Excerpts from point annotation data
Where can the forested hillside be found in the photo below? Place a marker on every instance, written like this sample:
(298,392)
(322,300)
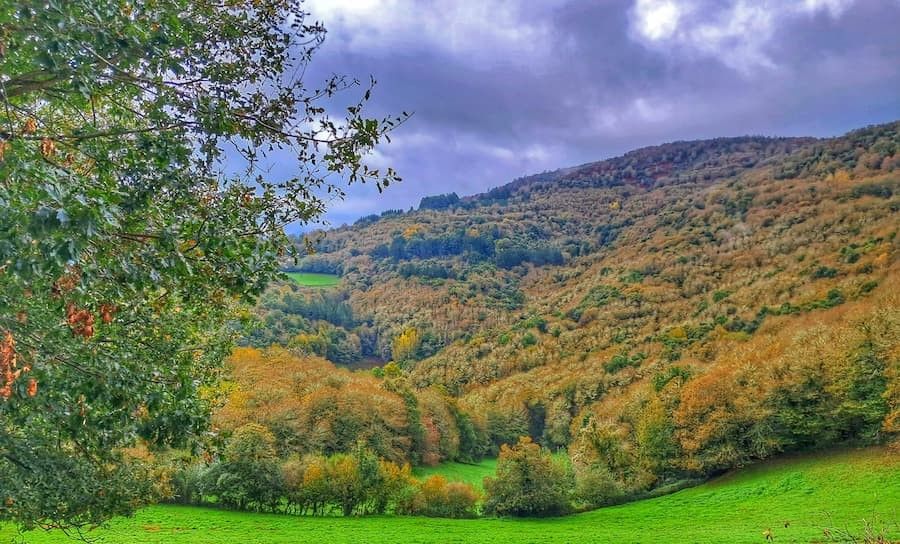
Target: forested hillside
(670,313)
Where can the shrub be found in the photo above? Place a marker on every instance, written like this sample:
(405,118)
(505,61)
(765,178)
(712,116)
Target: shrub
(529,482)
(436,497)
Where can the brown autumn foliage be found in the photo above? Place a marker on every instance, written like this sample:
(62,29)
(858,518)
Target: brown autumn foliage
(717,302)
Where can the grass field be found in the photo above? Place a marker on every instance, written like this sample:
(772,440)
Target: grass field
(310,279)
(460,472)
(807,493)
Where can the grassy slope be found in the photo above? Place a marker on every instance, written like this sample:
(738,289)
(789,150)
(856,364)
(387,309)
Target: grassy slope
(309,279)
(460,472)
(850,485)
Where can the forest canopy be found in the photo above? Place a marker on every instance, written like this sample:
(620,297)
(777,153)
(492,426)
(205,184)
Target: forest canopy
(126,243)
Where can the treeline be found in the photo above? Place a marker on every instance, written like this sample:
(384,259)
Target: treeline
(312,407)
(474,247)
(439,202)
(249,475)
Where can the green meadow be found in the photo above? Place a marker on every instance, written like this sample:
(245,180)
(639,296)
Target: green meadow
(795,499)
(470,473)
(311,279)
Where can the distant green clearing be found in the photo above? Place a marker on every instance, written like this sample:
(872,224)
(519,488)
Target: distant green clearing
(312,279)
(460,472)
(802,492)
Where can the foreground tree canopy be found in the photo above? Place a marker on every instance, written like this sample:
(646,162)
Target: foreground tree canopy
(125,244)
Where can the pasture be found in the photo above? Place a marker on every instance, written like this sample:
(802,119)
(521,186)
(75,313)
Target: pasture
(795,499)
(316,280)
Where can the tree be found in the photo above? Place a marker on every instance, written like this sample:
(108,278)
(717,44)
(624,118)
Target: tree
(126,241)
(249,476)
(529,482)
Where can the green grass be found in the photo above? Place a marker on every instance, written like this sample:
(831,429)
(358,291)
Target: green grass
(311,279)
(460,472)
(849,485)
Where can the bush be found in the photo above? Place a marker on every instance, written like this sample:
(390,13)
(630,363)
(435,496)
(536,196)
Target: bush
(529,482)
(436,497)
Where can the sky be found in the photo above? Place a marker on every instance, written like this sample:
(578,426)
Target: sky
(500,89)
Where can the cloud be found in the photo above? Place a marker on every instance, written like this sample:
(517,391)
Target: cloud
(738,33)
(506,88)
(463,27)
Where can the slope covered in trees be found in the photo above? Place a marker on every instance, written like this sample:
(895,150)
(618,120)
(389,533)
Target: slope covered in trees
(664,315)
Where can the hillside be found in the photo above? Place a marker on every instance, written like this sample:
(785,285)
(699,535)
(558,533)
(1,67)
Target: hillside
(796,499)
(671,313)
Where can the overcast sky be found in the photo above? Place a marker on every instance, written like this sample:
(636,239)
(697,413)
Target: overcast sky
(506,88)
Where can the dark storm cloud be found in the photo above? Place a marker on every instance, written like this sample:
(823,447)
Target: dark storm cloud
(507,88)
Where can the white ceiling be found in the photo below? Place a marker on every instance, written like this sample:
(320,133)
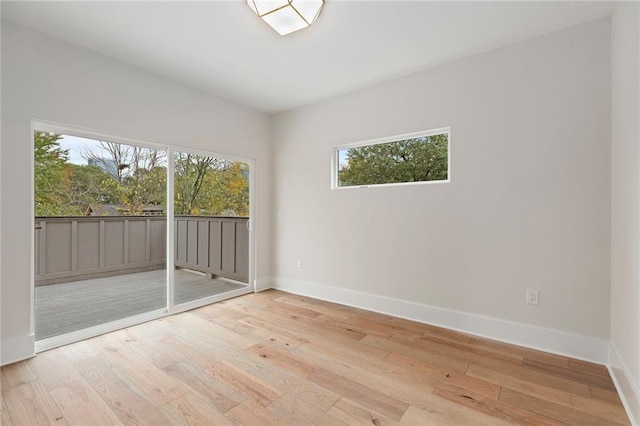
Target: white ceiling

:: Task to complete ::
Make an exact copy of the whole listing, but don't bring over any pictures.

:: Complete answer ::
Where can the forested hillside be found in the photo below? Place a marker on every instance, written like this sample:
(298,392)
(322,300)
Target: forested hillside
(670,313)
Where can the shrub be found in the photo above? Place a marker on every instance, written like this sample:
(405,118)
(505,61)
(765,178)
(712,116)
Target: shrub
(529,482)
(436,497)
Where can the brown autumn foliage be found in the photo above? Place a marker on every instance, written like this sample:
(62,29)
(858,518)
Target: brown autumn foliage
(717,302)
Where can the grass field be found in the photo above? Place a marker on every instance, written like this sample:
(772,440)
Target: grass field
(310,279)
(460,472)
(807,493)
Where can the grassy slope be found in the photo above? Place a marker on every instance, written like this sample:
(738,289)
(789,150)
(856,364)
(387,309)
Target: grassy slope
(309,279)
(460,472)
(850,485)
Where can the forest canopy be found in the photo above? Place a marker on every instance, written like this sample:
(620,297)
(777,153)
(492,426)
(205,184)
Target: forest canopy
(126,243)
Where can the treeline be found in the photo above? Place a marker on every instance, written like this sample:
(384,259)
Target: treeline
(312,407)
(474,247)
(439,202)
(249,475)
Where can the green meadow be found in the photo above? Place a marker on every instance, written like this sample:
(245,180)
(639,296)
Target: green meadow
(795,499)
(470,473)
(311,279)
Where can the distant green clearing be found in the photo above? Place a marker on every instance, written like this sample:
(872,224)
(519,488)
Target: distant green clearing
(312,279)
(460,472)
(802,492)
Where can the foreground tree canopy be found in the photo above? Place a marker on every instance, written like this sample:
(646,162)
Target: foreground tree canopy
(125,244)
Where can the pasture be found in the photo above? Place a marker on every instance, written like this sample:
(802,119)
(521,186)
(75,313)
Target: pasture
(795,499)
(316,280)
Where can the tree be found in the photo above? Place a marker on every instance, written like this sample:
(108,278)
(717,44)
(624,118)
Target: tree
(126,241)
(249,476)
(529,482)
Where can the green grass be found in the photo above? Place a marker on every instance, written like this sample:
(831,429)
(358,291)
Target: green grass
(311,279)
(460,472)
(849,485)
Where can the bush be found in the photo above? Place a marker on every instance, written like this sample:
(390,13)
(630,363)
(435,496)
(536,196)
Target: bush
(529,482)
(436,497)
Where can the sky be found in the photo above? Place a marker on every instance, written like this sample:
(578,426)
Target: sky
(500,89)
Where can the cloud be found in the photo above? Place a marker on every instance, written like this sample:
(517,391)
Target: cloud
(738,33)
(506,88)
(463,27)
Where can the slope covered in trees be found in the photo above? Place a marker on every instance, written like this sample:
(895,150)
(618,120)
(389,533)
Target: slope covered in trees
(664,315)
Where can the hillside be found in the photo above? Place a marker on every instance, written like this sample:
(785,285)
(699,535)
(558,533)
(1,67)
Target: hillside
(796,499)
(671,313)
Where can the overcast sky be found in the photo above? Place a marker on every instance, written like this sample:
(636,239)
(697,413)
Target: overcast sky
(506,88)
Where can the dark storm cloud be found in the photo above? Place a marker on every instance, written like this sample:
(823,447)
Target: dark storm cloud
(507,88)
Where can the white ceiling be found in the photo below? Place a marker on every instance, written like this sample:
(320,133)
Target: white ceiling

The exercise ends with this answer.